----- The data

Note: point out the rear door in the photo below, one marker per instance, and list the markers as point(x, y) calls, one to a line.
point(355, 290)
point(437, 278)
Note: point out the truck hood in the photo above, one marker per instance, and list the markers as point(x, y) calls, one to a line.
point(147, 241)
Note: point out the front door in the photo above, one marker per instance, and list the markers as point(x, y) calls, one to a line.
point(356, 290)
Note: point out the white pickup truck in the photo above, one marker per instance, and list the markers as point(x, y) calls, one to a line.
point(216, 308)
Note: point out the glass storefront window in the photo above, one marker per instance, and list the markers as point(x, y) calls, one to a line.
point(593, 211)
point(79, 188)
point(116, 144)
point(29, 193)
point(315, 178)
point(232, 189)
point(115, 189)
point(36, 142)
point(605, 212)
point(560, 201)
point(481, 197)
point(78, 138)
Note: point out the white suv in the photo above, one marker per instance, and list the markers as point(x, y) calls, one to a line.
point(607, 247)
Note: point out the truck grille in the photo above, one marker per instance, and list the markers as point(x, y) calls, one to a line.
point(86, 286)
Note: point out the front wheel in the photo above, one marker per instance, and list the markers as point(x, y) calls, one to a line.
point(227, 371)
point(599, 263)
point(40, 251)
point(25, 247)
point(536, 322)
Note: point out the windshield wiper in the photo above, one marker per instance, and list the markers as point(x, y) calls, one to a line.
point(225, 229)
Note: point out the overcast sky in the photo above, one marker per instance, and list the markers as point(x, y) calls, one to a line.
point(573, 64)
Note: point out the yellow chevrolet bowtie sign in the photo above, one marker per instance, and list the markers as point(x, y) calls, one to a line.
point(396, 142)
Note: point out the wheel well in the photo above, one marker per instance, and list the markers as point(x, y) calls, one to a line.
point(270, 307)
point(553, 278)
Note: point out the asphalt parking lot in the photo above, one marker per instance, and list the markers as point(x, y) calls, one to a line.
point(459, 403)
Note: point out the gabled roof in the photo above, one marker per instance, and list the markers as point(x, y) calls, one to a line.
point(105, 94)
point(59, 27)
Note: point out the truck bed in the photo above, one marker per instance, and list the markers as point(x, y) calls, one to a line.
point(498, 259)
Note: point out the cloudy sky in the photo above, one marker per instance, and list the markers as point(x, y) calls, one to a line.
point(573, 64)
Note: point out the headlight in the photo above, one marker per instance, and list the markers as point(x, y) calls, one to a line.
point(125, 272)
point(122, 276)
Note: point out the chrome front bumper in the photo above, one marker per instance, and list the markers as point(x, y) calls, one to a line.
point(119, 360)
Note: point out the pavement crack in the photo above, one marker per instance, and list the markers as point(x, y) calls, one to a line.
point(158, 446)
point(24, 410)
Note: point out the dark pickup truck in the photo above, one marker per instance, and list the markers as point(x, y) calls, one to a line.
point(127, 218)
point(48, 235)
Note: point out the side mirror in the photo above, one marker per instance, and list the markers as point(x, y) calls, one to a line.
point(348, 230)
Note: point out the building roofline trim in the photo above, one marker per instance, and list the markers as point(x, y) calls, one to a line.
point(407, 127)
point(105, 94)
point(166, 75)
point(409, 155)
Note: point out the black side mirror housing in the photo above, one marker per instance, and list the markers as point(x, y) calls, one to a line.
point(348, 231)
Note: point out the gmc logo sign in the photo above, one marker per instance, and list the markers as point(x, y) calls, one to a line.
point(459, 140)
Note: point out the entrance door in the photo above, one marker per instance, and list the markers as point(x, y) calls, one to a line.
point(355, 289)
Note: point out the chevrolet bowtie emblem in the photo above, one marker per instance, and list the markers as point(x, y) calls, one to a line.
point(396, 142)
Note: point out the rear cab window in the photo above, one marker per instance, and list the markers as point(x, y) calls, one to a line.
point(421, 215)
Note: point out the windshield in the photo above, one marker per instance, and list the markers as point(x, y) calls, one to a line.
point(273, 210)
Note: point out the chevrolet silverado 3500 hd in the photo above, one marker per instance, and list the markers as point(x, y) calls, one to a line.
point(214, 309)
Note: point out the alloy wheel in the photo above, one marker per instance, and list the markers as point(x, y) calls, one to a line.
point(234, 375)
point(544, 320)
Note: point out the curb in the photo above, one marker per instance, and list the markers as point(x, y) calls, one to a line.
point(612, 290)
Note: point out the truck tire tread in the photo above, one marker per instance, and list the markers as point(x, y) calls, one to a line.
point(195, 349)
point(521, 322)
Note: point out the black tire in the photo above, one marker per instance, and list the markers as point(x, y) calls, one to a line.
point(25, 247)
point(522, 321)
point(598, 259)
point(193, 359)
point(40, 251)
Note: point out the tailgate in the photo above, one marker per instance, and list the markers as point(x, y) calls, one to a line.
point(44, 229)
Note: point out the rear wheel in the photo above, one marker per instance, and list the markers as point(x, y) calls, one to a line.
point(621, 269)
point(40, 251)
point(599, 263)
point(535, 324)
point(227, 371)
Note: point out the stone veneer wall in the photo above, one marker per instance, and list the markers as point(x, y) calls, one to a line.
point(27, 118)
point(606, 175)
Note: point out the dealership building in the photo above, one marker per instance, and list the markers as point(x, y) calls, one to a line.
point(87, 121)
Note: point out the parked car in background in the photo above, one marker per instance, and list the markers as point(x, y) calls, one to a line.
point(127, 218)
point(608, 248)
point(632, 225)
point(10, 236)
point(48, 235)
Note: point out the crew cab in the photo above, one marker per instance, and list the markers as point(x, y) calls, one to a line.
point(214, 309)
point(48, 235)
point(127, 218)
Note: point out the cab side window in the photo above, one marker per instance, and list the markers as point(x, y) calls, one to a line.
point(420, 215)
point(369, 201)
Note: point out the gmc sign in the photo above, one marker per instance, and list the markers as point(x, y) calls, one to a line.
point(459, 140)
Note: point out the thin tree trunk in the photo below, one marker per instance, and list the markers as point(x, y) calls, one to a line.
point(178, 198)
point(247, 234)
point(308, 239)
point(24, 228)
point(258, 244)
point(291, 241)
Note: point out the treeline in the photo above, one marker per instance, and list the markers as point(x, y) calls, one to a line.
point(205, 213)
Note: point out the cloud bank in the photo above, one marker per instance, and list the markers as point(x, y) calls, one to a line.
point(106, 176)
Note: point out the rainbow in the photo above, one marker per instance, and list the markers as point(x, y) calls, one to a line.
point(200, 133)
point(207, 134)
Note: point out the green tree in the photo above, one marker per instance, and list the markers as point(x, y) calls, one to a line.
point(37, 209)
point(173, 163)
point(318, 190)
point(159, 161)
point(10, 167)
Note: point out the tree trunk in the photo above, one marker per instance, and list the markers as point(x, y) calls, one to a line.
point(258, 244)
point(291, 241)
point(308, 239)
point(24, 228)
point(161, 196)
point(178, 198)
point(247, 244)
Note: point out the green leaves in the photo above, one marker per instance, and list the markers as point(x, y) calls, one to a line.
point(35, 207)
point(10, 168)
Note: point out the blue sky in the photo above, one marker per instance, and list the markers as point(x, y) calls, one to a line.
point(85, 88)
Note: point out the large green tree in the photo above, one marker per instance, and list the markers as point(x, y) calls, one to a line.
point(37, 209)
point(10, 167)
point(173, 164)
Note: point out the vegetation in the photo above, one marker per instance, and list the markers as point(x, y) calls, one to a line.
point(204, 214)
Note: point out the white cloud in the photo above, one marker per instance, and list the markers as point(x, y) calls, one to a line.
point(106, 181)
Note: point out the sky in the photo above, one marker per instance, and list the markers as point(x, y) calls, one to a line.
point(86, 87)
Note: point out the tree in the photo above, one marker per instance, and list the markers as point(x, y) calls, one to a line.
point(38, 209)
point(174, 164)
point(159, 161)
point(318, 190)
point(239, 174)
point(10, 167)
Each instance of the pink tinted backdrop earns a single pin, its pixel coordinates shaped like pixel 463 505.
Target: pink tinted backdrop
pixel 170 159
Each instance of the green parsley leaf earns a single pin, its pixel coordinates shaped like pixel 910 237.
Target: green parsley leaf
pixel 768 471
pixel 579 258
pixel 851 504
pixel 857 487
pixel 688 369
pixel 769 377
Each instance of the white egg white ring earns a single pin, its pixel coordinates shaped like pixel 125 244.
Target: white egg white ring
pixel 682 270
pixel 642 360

----------

• _Exercise_
Repeat only the stretch of lines that opens with the line containing "Target: green parsley leaf" and closes with the final line of the entries, both included, exactly as written.

• _Solution below_
Target: green parsley leaf
pixel 768 471
pixel 579 258
pixel 851 504
pixel 857 487
pixel 688 369
pixel 769 377
Each instance of the white egg white ring earns a single pin, its pixel coordinates shaped like pixel 125 244.
Target: white egg white ring
pixel 682 270
pixel 642 360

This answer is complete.